> **Required action**:
Carry the account of the Samogitian Diocese and its center at Varniai forward from its last sentence.

> **Excerpt to read**:
##############################
• Historic and Art Legacy of Samogitian Diocese

        Historic and Art Legacy of Samogitian Diocese

      From 15th to the beginning of the 20th century there were two dioceses in Lithuania - Vilnius Diocese and Samogitian Diocese. Samogitian Diocese was established in 1417 and for a couple of centuries used to be called Medininkai Diocese. Varniai was its centre for almost 450 years. The city's role in the religious, cultural and political life of Lithuania was special and has left a distinctive mark on the country's culture and history.

      In the summer of 1417, Vytautas, the Grand Duke of Lithuania, together with bishops from Vilnius and Lvovo, visited Samogitia and baptised thousands of Samogitians. Vytautas himself chose Varniai as the place for the centre of the Samogitian Diocese. The Medininkai (or Samogitian) Diocese was established and the cathedral church was consecrated at the end of 1417. The processes specific to the European culture taking place here, made Varniai an exceptional place already in the 15th century. Varniai held the position of a cultural centre for a long time, although the town itself did not grow into a larger urban centre.
##############################
Saved data entries:
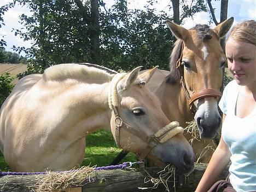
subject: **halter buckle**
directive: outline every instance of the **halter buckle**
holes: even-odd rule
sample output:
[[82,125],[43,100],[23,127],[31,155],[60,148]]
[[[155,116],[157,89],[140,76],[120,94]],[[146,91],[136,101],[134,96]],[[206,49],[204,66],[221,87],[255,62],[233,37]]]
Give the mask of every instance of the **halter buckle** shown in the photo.
[[115,119],[115,126],[117,127],[120,127],[123,125],[123,119],[119,117],[117,117]]
[[156,143],[159,143],[160,142],[160,139],[158,137],[155,136],[154,135],[150,136],[149,137],[149,141],[153,141]]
##############################
> **Final answer**:
      In 1623 the first Theological Seminary was opened in Varniai. After some time it was transferred to Kražiai, but after a century returned back to Varniai, where at first it operated in a wooden building and was later moved to the newly built residence, which currently hosts the museum. Thus Varniai became the actual centre of the Samogitian Diocese with an operating seminary, according to the Bishop Motiejus Valančius - the "seedbed" of priesthood. During the second half of the 16th century, Varniai gathered the most prominent Lithuanian clergy: the Bishop Merkelis Giedraitis, the preacher Petras Roizijus, the cannons - the translator Mikalojus Daukša and the historian Maciej Stryjkowski. The bishops, who worked here over the later centuries - Antanas Tiškevičius, Jonas Dominykas Lopacinskis, Juozapas Arnulfas Giedraitis and, of course, Motiejus Kazimieras Valančius were also known for their various contributions to faith, moral education and construction works.

      In the 19th century, when the Russian czar closed the University of Vilnius, Varniai Theological Seminary, along with Vilnius’ Medical School, were the only schools of higher education in Lithuania. For this period they became the most important centres of Lithuanian culture. Varniai Theological Seminary was rightfully considered as the cradle of Lithuanian national movement. Many of its students and workers later became famous writers, cultural or church activists who contributed to Lithuania’s national independence movement. Among them almost all the most prominent representatives of the Lithuanian clergy of the time - Antanas Strazdas, Jurgis Pabrėža, the already mentioned Motiejus Valančius, Antanas Baranauskas, Juozapas Silvestras Dovydaitis, Antanas Vienažindys and many other enlightened persons.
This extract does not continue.